======== EXTRACTED ENTRIES
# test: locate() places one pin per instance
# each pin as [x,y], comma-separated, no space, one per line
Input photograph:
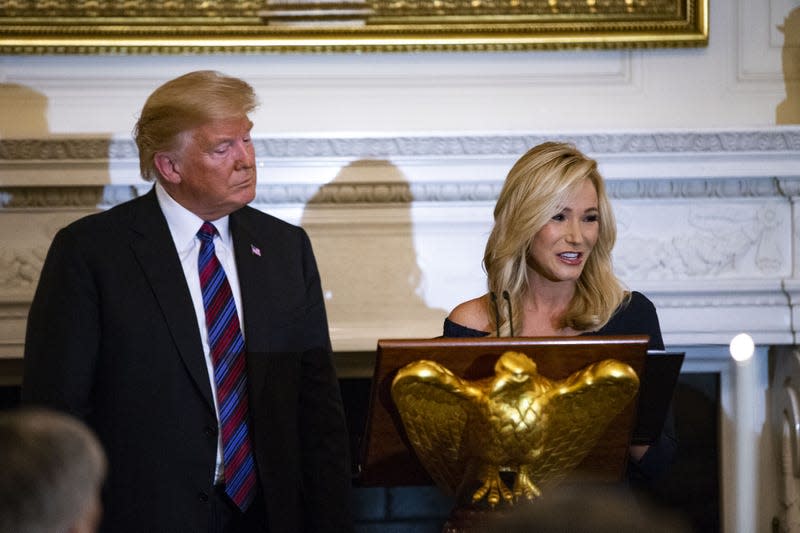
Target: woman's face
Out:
[560,249]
================
• DO THIS
Can you write out every line of the records above again, requests included but without the pictures, with each point coordinate multiplied by 0.4 and rounded to the nearest whole number, halves rounding up?

• THE RESPONSE
# test: locate() places one pin per instance
# each pin as [x,y], comma-separated, no space, one per line
Input photograph:
Target: woman's face
Out:
[224,100]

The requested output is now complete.